- BRANO DI LETTURA
Tradizione e acculturazione. Prima, però, non era stato così. Per quanto è dato sapere, già fino dal tempo del primitivo sviluppo del cristianesimo venivano proposte diverse date per la nascita del Cristo: il 6 gennaio, il 28 marzo, il 19 aprile, il 29 maggio. Ma il cristianesimo orientale, in particolare egiziano, aveva imposto piuttosto presto la consuetudine di celebrare insieme, in una sola festa, la Natività e l’Epifania (cioè il riconoscimento della divinità e della regalità del Bambino): ciò avveniva il 6 gennaio, data in cui tuttora si celebra il natale nelle Chiese cristiane ortodosse e orientali. Tale giorno era stato scelto, secondo un tipico schema acculturativo, in quanto coincidente con una festa dedicata alla dea Iside durante la quale si adorava la sua divina maternità e si celebrava la consacrazione in suo onore delle acque. Difatti, da allora, la data del 6 gennaio venne strettamente legata, anche nel calendario liturgico cristiano, a due altre ricorrenze in cui all’elemento acqueo spettava un ruolo fondamentale: il battesimo del Cristo nel Giordano e il miracolo del mutamento dell’acqua in vino in Cana di Galilea.
Tale celebrazione non parve tuttavia adatta al mondo cristiano latino, per quanto il culto isiaco fosse, nel IV secolo, impiantato nell’intero bacino mediterraneo e anche a Roma: o forse proprio in quanto la festa isiaca delle acque vaniva certo celebrata anche lì, ma non aveva mai perduto quel tanto di esotico, di remoto rispetto alle tradizioni locali, che la faceva apparire estranea.

- DATI DI PARTENZA

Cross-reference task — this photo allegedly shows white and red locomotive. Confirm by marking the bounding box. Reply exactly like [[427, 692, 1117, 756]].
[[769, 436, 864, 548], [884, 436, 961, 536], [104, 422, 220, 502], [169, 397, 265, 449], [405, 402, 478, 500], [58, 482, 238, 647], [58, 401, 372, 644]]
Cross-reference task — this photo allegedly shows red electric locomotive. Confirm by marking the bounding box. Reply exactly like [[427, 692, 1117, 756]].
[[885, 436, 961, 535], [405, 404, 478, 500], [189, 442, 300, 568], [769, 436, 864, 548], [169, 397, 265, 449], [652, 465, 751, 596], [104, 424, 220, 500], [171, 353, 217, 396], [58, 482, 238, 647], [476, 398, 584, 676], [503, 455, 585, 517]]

- ESERCIZI E COMPITI
- 1) Cita dal brano di lettura il passo da "Tale celebrazione non" a "faceva apparire estranea.".
- 2) Secondo il brano di lettura, in quale giorno le Chiese cristiane ortodosse e orientali celebrano ancora oggi il Natale?

- RISPOSTE AGLI ESERCIZI
- 1)
Tale celebrazione non parve tuttavia adatta al mondo cristiano latino, per quanto il culto isiaco fosse, nel IV secolo, impiantato nell’intero bacino mediterraneo e anche a Roma: o forse proprio in quanto la festa isiaca delle acque vaniva certo celebrata anche lì, ma non aveva mai perduto quel tanto di esotico, di remoto rispetto alle tradizioni locali, che la faceva apparire estranea.

- 2) Il 6 gennaio.